** begin DATA ENTRIES **

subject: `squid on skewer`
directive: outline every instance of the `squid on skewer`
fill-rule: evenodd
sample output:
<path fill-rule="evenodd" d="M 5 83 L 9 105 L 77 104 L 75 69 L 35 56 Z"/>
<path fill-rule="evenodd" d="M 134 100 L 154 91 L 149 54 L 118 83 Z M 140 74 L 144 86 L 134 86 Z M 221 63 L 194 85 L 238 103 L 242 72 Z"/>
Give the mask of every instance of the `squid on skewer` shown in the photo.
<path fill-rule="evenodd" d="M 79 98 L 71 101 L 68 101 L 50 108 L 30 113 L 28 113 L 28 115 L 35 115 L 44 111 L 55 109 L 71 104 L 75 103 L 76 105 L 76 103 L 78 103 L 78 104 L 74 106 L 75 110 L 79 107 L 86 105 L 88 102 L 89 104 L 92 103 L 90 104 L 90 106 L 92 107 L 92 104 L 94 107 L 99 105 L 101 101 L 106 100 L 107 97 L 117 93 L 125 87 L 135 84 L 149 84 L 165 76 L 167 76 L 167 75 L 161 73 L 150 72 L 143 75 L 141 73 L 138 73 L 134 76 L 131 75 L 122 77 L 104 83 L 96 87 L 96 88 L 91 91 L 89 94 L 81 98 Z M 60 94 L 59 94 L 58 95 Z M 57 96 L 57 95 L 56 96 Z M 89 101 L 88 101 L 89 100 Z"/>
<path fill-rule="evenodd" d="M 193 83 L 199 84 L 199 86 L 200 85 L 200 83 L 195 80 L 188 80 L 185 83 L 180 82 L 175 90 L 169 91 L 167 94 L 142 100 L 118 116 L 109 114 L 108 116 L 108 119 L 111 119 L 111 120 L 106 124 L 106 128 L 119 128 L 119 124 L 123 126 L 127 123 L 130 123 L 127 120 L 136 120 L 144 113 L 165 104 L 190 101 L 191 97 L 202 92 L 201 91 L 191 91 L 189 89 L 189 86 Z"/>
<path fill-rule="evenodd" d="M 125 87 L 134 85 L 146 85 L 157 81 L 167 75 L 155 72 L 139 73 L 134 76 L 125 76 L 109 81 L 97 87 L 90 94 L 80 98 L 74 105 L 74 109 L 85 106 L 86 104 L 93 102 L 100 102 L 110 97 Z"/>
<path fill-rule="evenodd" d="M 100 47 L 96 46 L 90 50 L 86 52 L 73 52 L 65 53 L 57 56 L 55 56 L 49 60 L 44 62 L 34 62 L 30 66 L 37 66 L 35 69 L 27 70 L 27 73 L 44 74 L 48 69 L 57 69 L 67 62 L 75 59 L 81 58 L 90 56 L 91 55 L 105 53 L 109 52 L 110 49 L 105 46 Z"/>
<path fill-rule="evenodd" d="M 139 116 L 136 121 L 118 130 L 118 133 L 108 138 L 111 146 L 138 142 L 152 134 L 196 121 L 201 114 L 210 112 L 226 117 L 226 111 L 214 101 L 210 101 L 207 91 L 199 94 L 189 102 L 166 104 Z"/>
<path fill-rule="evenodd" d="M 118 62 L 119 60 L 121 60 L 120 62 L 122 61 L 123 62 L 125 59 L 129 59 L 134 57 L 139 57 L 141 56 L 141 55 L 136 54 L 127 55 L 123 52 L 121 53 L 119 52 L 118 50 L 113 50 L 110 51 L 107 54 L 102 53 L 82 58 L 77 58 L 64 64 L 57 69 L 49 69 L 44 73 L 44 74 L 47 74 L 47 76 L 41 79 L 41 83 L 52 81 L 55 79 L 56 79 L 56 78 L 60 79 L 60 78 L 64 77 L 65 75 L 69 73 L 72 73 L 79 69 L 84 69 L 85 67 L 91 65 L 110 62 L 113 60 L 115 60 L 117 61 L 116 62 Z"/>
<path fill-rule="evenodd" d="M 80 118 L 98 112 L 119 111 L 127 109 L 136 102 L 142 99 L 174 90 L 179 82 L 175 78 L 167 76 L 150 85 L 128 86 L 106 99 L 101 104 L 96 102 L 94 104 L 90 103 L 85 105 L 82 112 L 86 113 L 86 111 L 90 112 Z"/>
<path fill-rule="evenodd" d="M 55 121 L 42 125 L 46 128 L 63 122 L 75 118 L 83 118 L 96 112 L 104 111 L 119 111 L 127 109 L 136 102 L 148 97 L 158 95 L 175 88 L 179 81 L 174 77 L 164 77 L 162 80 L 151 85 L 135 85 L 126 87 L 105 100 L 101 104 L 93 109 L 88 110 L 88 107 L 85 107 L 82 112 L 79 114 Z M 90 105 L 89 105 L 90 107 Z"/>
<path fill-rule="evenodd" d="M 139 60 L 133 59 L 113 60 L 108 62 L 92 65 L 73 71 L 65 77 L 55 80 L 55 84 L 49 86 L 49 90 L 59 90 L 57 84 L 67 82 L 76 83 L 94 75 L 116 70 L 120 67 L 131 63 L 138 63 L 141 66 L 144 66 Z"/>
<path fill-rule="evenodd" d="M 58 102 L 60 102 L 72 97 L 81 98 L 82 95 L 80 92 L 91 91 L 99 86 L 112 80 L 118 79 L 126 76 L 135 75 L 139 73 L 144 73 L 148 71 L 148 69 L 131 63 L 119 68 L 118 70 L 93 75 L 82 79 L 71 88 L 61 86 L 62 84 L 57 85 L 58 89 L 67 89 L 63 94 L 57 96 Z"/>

** end DATA ENTRIES **

EXERCISE DIRECTIONS —
Please output the complete data exactly.

RESPONSE TO THE TASK —
subject: `squid on skewer`
directive: outline every instance of the `squid on skewer`
fill-rule: evenodd
sample output:
<path fill-rule="evenodd" d="M 5 83 L 9 105 L 77 104 L 75 69 L 35 56 Z"/>
<path fill-rule="evenodd" d="M 134 100 L 154 91 L 149 54 L 118 83 Z M 140 74 L 144 86 L 134 86 Z M 221 63 L 194 85 L 238 103 L 242 72 Z"/>
Give the mask of every instance of the `squid on skewer` shown in the photo.
<path fill-rule="evenodd" d="M 79 98 L 71 101 L 68 101 L 50 108 L 30 113 L 28 113 L 28 115 L 35 115 L 44 111 L 55 109 L 71 104 L 75 103 L 76 105 L 76 103 L 78 103 L 78 104 L 74 106 L 75 110 L 79 107 L 86 105 L 88 102 L 89 104 L 92 103 L 90 104 L 90 106 L 92 107 L 92 104 L 94 107 L 99 105 L 101 101 L 106 100 L 107 97 L 117 93 L 125 87 L 135 84 L 149 84 L 165 76 L 167 76 L 167 75 L 161 73 L 150 72 L 143 75 L 141 73 L 138 73 L 134 76 L 131 75 L 122 77 L 104 83 L 96 87 L 96 88 L 91 91 L 89 94 L 81 98 Z M 60 94 L 59 94 L 58 95 Z M 57 96 L 57 95 L 56 96 Z M 89 101 L 88 101 L 89 100 Z"/>
<path fill-rule="evenodd" d="M 193 83 L 199 84 L 199 86 L 200 85 L 200 83 L 195 80 L 188 80 L 185 83 L 180 82 L 175 90 L 169 91 L 167 94 L 142 100 L 118 116 L 109 114 L 108 116 L 108 119 L 111 119 L 111 120 L 106 124 L 106 128 L 119 128 L 119 124 L 123 126 L 127 123 L 130 123 L 127 120 L 136 120 L 144 113 L 165 104 L 190 101 L 191 97 L 202 92 L 201 91 L 191 91 L 189 89 L 189 86 Z"/>
<path fill-rule="evenodd" d="M 125 87 L 134 85 L 146 85 L 157 81 L 167 75 L 155 72 L 139 73 L 134 76 L 125 76 L 109 81 L 97 87 L 90 94 L 80 98 L 74 105 L 74 109 L 85 106 L 86 104 L 93 102 L 100 102 L 110 97 Z"/>
<path fill-rule="evenodd" d="M 100 47 L 96 46 L 90 50 L 86 52 L 73 52 L 65 53 L 57 56 L 55 56 L 49 60 L 44 62 L 34 62 L 30 66 L 37 66 L 35 69 L 27 70 L 27 73 L 44 74 L 48 69 L 57 69 L 67 62 L 75 59 L 81 58 L 90 56 L 91 55 L 105 53 L 109 52 L 110 49 L 105 46 Z"/>
<path fill-rule="evenodd" d="M 139 116 L 136 121 L 118 130 L 118 133 L 108 138 L 111 146 L 138 142 L 152 134 L 196 121 L 201 114 L 210 112 L 226 117 L 226 111 L 214 101 L 210 101 L 207 91 L 199 94 L 189 102 L 166 104 Z"/>
<path fill-rule="evenodd" d="M 118 62 L 119 60 L 121 60 L 120 62 L 122 61 L 123 62 L 125 59 L 129 59 L 134 57 L 139 57 L 141 56 L 141 55 L 136 54 L 127 55 L 123 52 L 121 53 L 119 52 L 118 50 L 113 50 L 110 51 L 107 54 L 102 53 L 82 58 L 77 58 L 64 64 L 57 69 L 49 69 L 44 73 L 44 74 L 47 74 L 47 76 L 41 79 L 41 83 L 52 81 L 55 79 L 56 79 L 56 78 L 60 79 L 60 78 L 64 77 L 65 75 L 69 73 L 72 73 L 79 69 L 84 69 L 85 67 L 91 65 L 110 62 L 113 60 L 115 60 L 117 61 L 116 62 Z"/>
<path fill-rule="evenodd" d="M 80 118 L 98 112 L 119 111 L 127 109 L 136 102 L 142 99 L 174 90 L 179 82 L 175 78 L 167 76 L 150 85 L 128 86 L 106 99 L 101 104 L 96 102 L 94 104 L 90 103 L 85 105 L 82 112 L 86 113 L 86 111 L 90 112 Z"/>
<path fill-rule="evenodd" d="M 55 121 L 42 125 L 46 128 L 63 122 L 75 118 L 83 118 L 96 112 L 104 111 L 119 111 L 127 109 L 136 102 L 148 97 L 158 95 L 175 88 L 179 81 L 174 77 L 164 77 L 162 80 L 151 85 L 135 85 L 126 87 L 105 100 L 101 104 L 93 109 L 88 110 L 88 107 L 85 107 L 82 112 L 79 114 Z M 90 105 L 89 105 L 90 107 Z"/>
<path fill-rule="evenodd" d="M 139 60 L 133 59 L 113 60 L 108 62 L 92 65 L 73 71 L 65 77 L 55 80 L 55 84 L 49 86 L 49 90 L 59 90 L 57 84 L 67 82 L 76 83 L 94 75 L 116 70 L 120 67 L 131 63 L 138 63 L 141 66 L 144 66 Z"/>
<path fill-rule="evenodd" d="M 58 102 L 60 102 L 72 97 L 81 98 L 82 95 L 80 92 L 91 91 L 99 86 L 112 80 L 118 79 L 126 76 L 135 75 L 139 73 L 144 73 L 148 71 L 148 69 L 131 63 L 119 68 L 118 70 L 93 75 L 82 79 L 71 88 L 61 86 L 62 84 L 57 85 L 58 89 L 67 89 L 63 94 L 57 96 Z"/>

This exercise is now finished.